• _TEXTO DADO_:
===============
Transcurren momentos convulsos de la historia, los cambios son vertiginosos, los retos que desde el ejercicio del poder y de la ciudadanía son realmente exigentes. Si a eso le sumas la diversidad de fuentes de información y desinformación a las que se tiene acceso, resulta aún más complejo fijar una postura frente a un acontecimiento. A diario somos espectadores de los vaivenes de la opinión pública, y también de la toma de decisiones que a todos nos afectan.
Uno puede imaginar las dificultades que deben atravesar jefes de Estado, ministros y cualquiera que tenga que tomar decisiones frente a los problemas diarios, sobre todo cuando esas decisiones inciden sobre la vida de millones de seres humanos. El ejercicio del poder ya no suele ser lo mismo, -como diría Moisés Naím-, es más frágil, está sometido a mayor escrutinio y a presiones de toda índole.
Ahora bien, cuando se trata de relaciones internacionales, el espectro de situaciones y posibilidades a ser tomadas en cuenta son de una dimensión gigantesca. Cada decisión afecta la vida cotidiana de seres humanos, deja una secuela inevitable, se escribe en la historia, se estudia, se reseña y puede cambiar el curso de los acontecimientos inmediatos y futuros. En fin, la huella es imborrable, y las consecuencias para quien toma las decisiones son altamente riesgosas.
Con inmensa preocupación hemos podido observar en días recientes, a algunos voceros que cuestionan la decisión firme del Gobierno de Colombia, de no reconocer el régimen forajido que representa Nicolás Maduro y sus cómplices en Venezuela. Abogan por posturas pragmáticas, ante una “necesidad” de servicios consulares para venezolanos en Colombia y colombianos en Venezuela, sin que tenga mayor importancia quién o quiénes prestarían esos servicios, o las implicaciones de reconocimiento como gobierno en funciones, que ello acarrearía a favor de Maduro. He podido escuchar importantes ejercicios académicos que intentan justificar tal propuesta, y enumerar las “ventajas” que se desprenderían de tal decisión. Esta corriente, se ha aprovechado además, de la retención de la ex congresista colombiana Aída Merlano en territorio venezolano, nada más y nada menos a manos del FAES, organismo “policial” considerado por la Alta Comisionada de las Naciones Unidas para los de Derechos Humanos como un grupo de exterminio. Estiman, que habría que pedirle a Nicolás Maduro y quienes le acompañan en la “usurpación de funciones públicas” (TSJ y Ministerio Público, ambos designados por la Constituyente), que inicie un proceso de extradición de dicha ciudadana.
===============
• _EXTRACTO DE DATOS_:

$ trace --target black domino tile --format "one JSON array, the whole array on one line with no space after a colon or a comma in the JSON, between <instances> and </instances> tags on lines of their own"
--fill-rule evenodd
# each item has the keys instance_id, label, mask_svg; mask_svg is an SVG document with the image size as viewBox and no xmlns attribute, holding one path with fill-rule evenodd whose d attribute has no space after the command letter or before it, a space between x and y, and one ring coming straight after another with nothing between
===============
• _ACCIONES A REALIZAR_:
- 1) Enumera todas las personas que se mencionan por su nombre en el texto sobre Colombia y Venezuela.
- 2) Devuelve sin cambios el fragmento del texto sobre Colombia y Venezuela que empieza con las palabras que contienen "Ahora bien, cuando" y termina con "son altamente riesgosas.".
- 3) Traduce al inglés esta oración del texto sobre Colombia y Venezuela: «En fin, la huella es imborrable, y las consecuencias para quien toma las decisiones son altamente riesgosas.»

• _RESULTADOS EN ORDEN_:
- 1)
- Moisés Naím
- Nicolás Maduro
- Aída Merlano

- 2)
Ahora bien, cuando se trata de relaciones internacionales, el espectro de situaciones y posibilidades a ser tomadas en cuenta son de una dimensión gigantesca. Cada decisión afecta la vida cotidiana de seres humanos, deja una secuela inevitable, se escribe en la historia, se estudia, se reseña y puede cambiar el curso de los acontecimientos inmediatos y futuros. En fin, la huella es imborrable, y las consecuencias para quien toma las decisiones son altamente riesgosas.

- 3) In short, the mark is indelible, and the consequences for whoever makes the decisions are highly risky.